## PAGE EXCERPT
:::

Conversations with the Bookless: Otis Twelve

You can read the full introduction to the series here. In short The Conversations with the Bookless series is designed to raise the profile of and increase the exposure of some of the emerging writers we knew were out there.

In this installment we talk to Otis Twelve.

After the jump check out the full interview.

What happened to the other 11 Otis’s?

Otis I died at his own hands, as did II and III. IV finally moved the family out of the singularly unfriendly town of His Own Hands (Montana) to Kentucky, where, unfortunately, he was killed in a duel by a woman driving a pickup truck. Since IV had only been provided a muzzle loading wheelbarrow, many thought the fight had been unfair. However, the post-duel dance was starting and everyone was in a hurry, so the matter was dropped. Otis V lived a very very long time, in fact he lived so long, that all the people he ever knew died before he did. This presented a problem when he finally did pass away, as no one knew who he was and he was buried in an unmarked grave.

Geologists are still studying the Great Madrid Earthquake of 1812, a massive tremor that caused the Mississippi River to flow backwards. Otis VI, however, was a lepidopterist, and had never given a thought to the seismic dangers of living in Missouri. Ironically, the sway of his hanging corpse in the back room of the Louvre (a seedy tavern in St. Louis) may have been the only warning the patrons had before the slate roof of the establishment collapsed on their revelry. The surviving family changed VI’s son’s name to “G” for security reasons. He reclaimed his given VII after the posse had lost his trail, only to discover, to his chagrin, that they had not. The twins VIII and VIII led unremarkable identical lives right up to that rainy day in Johnstown, Pennsylvania when one brother strangled the other. To this day, no one is sure if VIII was the murderer, or if it was VIII.

:::

## SOURCE MATERIAL
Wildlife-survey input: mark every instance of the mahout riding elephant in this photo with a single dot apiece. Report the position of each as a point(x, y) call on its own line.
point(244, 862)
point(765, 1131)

:::

## WORK INSTRUCTIONS
Pick up the Otis Twelve interview after its last sentence and keep it going.

## ANSWER
Otis IX hoped to change the family’s run of bad luck, if for no other reason than they were finally clear of the letter “V.” Certainly in retrospect, IX was a lucky man by any measure. He was killed instantly by the cave-in and was not sealed in the tunnel to slowly suffocate like the rest of his co-conspirators. X made his living as an actor, gaining fame in the popular “You Are Here” shopping centre map series, and occasional appearances on pirate maps. His career, sadly, came to a end as a smudged X on seedy pornographic movie posters. Finally, my father, XI, a one-time Air Force reconnaissance painter (oils & acrylics mostly) is reportedly doing botanical research in Afghanistan attempting to develop an opium poppy that does not produce any opium. I have heard, through my State Department sources, that the Taliban are apparently not amused.

So then, that brings us to me, doesn’t it?

Hey, you asked – obviously unaware that I am known as the master of 80,000 word short stories.

Where are you, right now, as you’re writing these answers?

My office is in the back of the house, in a small addition we built years ago just to give me some privacy. I’ve planted honeysuckle up against the foundation and let it grow, unmolested, for years now. Combined with the parasitic wild trumpet vines that have subsumed the structure, only the brightest sunshine ever pierces the narrow high windows of my study, and then only as a greenish miasma of dim light, as if I were submerged in some algae clouded farm pond.

Who are your influences and what is your unlikeliest influence?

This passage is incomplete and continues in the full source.